Text:

* BEGIN *

Will our New York experts agree on the ultimate fine-diner and the best brunch? We put them to the test.

Who’s the chef? Mario Batali, the man behind some of NYC’s best-known eateries including Babbo, La Sirena and Eataly. And the critic? That’ll be Sam Sifton, the food editor of The New York Times. 

Is there one restaurant that really nails the New York vibe?

MB The Spotted Pig can be anything you want, from celebspotting to craft beer to fancy and funky cocktails served by tattooed hipsters. But the star of the show is April Bloomfield’s delicious, soul-satisfying take on down, dirty and damn tasty pub food; it’s at once ethereal and gutter-based.

SS Brennan & Carr (3432 Nostrand Avenue, Brooklyn; +1 718 769 1254). It’s a roast-beef joint with dark panelled walls. You can find all kinds of hard men – sanitation workers, cops and lawyers – eating these thin shaved-meat sandwiches the size of footballs under the careful watch of waiters wearing ties and long butcher jackets. It can’t be beat. That’s New York as I’ve always known it to be.

What would you rate as the best fine-dining restaurant in the city?

MB Definitely Le Bernardin for the sexiest, smartest, most elegant and yet most relaxed fine dining in the entire country. Chef Eric Ripert is a true Zen master, wine director Aldo Sohm makes wine a blast and the staff relax in a way that makes you feel slightly grown-up – but not too much.

SS Craft, where I’d have a big steak and a lot of vegetables. It’s not so much a scene any longer – you’re not marching past Instagrammers to see if your reservation will be honoured – and it’s not part of the day-to-day strum of conversation on social media. It’s a fine-dining restaurant that continues to deliver on the same promise that it has been delivering on for more than a decade.

What rooftop bar do you love?

MB I like Salvation Taco – but mostly for April Bloomfield’s tacos, not the bar scene.

SS Westlight, on top of The William Vale hotel in Williamsburg. It’s a new hotel, just raised. The cocktails are excellent but, more importantly, it offers an unparalleled, brand-new view. It was a part of the city that belonged to the birds; no tall building existed there. Now it does, with a spa on top. The view of the city, even for a lifelong New Yorker like me, is astonishing.

Your favourite hole in the wall?

MB I like Mamoun’s for falafels and I love Milano’s (51 East Houston Street; +1 212 226 8844) for that rare super-divey drink after late shenanigans.
SS Great NY Noodletown on lower Bowery in Chinatown. Clams in black-bean sauce, ginger and scallion noodles, soy sauce chicken – you can eat that in the middle of the night, closer to dawn than midnight, and your life is complete.

Where do you get the best pizza?

MB Roberta’s, for everything: the pizza, the hipster vibe, the outdoor garden, the thoughtful food. And the non-traditional pies dressed in the simplest and most austere way make it a double yumbang.

* END *

Requirements:
a – In the New York restaurant interview, which restaurant does Sam Sifton name as the best fine-dining restaurant in the city?
b – Repeat everything in the New York restaurant interview from "Is there one" down to "in the city?".
c – Go on with the New York restaurant interview from the point at which it stops.

Data entries:

* BEGIN *

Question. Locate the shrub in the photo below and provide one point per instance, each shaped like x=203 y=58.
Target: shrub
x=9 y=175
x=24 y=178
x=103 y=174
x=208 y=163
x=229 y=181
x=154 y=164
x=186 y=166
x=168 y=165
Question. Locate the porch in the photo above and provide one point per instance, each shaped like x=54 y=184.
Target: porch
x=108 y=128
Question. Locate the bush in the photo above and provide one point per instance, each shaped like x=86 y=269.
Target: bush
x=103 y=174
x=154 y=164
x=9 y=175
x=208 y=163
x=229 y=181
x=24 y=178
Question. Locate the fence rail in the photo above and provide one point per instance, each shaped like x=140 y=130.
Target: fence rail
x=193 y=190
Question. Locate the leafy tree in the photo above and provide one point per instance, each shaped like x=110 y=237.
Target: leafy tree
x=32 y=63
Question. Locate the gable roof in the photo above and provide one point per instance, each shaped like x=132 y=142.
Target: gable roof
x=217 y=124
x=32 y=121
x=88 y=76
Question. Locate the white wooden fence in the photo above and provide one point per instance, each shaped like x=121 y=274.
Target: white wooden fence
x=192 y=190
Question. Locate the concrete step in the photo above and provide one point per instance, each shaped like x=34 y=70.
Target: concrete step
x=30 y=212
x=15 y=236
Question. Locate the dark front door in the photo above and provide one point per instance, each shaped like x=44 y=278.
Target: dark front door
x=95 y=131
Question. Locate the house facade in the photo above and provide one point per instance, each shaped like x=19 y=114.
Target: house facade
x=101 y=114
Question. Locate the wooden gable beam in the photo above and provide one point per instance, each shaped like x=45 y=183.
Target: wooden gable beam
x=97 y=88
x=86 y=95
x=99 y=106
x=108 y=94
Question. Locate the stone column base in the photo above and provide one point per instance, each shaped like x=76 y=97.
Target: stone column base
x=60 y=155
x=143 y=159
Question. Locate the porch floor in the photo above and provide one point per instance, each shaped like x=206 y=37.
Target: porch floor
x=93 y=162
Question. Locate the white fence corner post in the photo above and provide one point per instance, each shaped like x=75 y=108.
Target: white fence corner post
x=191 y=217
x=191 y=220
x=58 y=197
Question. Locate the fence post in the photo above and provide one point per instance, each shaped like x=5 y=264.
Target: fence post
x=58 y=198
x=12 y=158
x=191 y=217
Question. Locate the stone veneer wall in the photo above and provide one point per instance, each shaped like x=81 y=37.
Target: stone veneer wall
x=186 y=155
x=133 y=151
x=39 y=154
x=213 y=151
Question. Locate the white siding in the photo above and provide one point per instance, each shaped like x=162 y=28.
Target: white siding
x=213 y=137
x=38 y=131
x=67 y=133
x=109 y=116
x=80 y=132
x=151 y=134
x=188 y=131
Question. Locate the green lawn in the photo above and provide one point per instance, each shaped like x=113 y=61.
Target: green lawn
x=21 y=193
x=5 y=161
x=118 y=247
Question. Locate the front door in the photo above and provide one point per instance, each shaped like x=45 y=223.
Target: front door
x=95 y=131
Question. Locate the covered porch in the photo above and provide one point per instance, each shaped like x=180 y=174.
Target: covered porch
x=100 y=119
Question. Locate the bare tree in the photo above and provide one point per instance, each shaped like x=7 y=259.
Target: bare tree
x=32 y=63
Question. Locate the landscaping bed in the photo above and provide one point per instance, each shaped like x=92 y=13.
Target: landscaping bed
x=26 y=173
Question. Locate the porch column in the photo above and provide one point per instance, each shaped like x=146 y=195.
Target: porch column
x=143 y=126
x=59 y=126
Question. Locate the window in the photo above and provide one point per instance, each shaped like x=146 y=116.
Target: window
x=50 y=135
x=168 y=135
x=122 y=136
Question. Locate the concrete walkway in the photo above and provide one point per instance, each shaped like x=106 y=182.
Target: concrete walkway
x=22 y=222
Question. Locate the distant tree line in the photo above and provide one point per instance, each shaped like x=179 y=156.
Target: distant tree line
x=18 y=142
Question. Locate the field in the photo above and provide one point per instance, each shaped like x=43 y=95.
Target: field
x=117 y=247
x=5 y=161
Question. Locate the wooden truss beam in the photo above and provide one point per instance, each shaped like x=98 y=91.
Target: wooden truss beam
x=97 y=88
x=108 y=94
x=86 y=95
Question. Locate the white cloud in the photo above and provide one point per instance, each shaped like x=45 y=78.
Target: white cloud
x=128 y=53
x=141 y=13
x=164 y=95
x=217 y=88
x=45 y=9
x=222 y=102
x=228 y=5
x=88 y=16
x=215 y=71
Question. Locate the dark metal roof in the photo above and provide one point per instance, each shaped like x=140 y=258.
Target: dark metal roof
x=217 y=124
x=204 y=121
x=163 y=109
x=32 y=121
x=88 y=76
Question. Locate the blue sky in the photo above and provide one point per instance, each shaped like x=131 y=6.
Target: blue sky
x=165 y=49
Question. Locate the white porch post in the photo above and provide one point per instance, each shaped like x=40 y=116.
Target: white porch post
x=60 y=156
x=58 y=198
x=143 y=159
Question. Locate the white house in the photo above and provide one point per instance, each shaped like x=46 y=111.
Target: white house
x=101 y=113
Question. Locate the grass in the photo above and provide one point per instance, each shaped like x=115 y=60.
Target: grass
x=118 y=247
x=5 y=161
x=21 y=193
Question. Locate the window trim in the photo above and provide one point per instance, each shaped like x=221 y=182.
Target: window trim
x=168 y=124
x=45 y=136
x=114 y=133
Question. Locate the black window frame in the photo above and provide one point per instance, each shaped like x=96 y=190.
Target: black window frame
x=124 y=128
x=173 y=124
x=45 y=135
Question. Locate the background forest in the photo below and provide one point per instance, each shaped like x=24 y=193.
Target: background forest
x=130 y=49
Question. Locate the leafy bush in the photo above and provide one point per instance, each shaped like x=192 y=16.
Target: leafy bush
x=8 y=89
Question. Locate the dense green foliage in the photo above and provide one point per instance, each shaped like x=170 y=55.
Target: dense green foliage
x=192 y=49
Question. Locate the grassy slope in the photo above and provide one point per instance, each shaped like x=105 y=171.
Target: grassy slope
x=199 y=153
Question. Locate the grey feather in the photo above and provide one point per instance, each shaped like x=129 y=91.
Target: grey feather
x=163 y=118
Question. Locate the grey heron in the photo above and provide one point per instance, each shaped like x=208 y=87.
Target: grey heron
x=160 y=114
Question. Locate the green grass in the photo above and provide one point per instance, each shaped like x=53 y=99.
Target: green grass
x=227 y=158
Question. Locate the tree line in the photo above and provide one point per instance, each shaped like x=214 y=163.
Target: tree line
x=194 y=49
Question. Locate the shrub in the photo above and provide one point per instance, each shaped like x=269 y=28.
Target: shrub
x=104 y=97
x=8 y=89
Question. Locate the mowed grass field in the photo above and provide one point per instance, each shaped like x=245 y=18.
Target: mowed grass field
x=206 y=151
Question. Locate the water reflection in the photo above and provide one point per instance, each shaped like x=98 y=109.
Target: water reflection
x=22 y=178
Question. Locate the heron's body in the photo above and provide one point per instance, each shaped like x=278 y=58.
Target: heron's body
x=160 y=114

* END *

Answers per task:
a – Craft

b –
Is there one restaurant that really nails the New York vibe?

MB The Spotted Pig can be anything you want, from celebspotting to craft beer to fancy and funky cocktails served by tattooed hipsters. But the star of the show is April Bloomfield’s delicious, soul-satisfying take on down, dirty and damn tasty pub food; it’s at once ethereal and gutter-based.

SS Brennan & Carr (3432 Nostrand Avenue, Brooklyn; +1 718 769 1254). It’s a roast-beef joint with dark panelled walls. You can find all kinds of hard men – sanitation workers, cops and lawyers – eating these thin shaved-meat sandwiches the size of footballs under the careful watch of waiters wearing ties and long butcher jackets. It can’t be beat. That’s New York as I’ve always known it to be.

What would you rate as the best fine-dining restaurant in the city?

c –
SS Lucali and L&B Spumoni Gardens. I refuse to choose between these two Brooklyn stalwarts, because they’re so different. On the one hand, at Lucali, you have this beautiful, round, hand-thrown, thin-crust, wood-fired pizza of exceptional deliciousness. On the other hand, at L&B Spumoni Gardens, you have a gas-oven-cooked rectangular “grandma” pie that is kind of pillowy, only crisp at the edges, almost too sweet in the sauce and almost too salty in the cheese – yet somehow it works together perfectly.

And the best burger?

MB Brindle Room is a tiny little joint in the East Village where the bun-to-meat ratio is balanced, the meat is rich and funky without being too precious and the feeling is more dive bar than temple.
SS Hard Times Sundaes is a food truck that one of my colleagues at The Times discovered in a Brooklyn parking lot. It’s the very opposite of the fancypants burgers that generally capture the attention of the press – a classic griddled-burger grease bomb. Absolutely delicious!

Where do you go for your caffeine fix?

MB Caffè Vergnano, inside Eataly. Short espresso in a ceramic cup, no milk, one sugar.


SS Café Grumpy. It has a number of locations – I go to the one in Midtown. Fasten your seatbelt, because this is an excellent pour.

What about breakfast?

MB I like poached eggs with artichokes la vignarola and grilled bread at Buvette. And if I’m feeling it, I’ll have an espresso followed by a Negroni – because I’m a New Yorker.
SS It’s fashionable in some circles to take your breakfast at Balthazar in SoHo but that’s not how most New Yorkers eat. Instead, my advice would be to find a deli with a long line in front of the griddle and order an egg, bacon and cheese toasted roll with salt and pepper. And I guess if you’re varsity level, you ask for a squeeze of ketchup as well. That’s the classic New York breakfast right there.

New York has fantastic food courts. Recommendations?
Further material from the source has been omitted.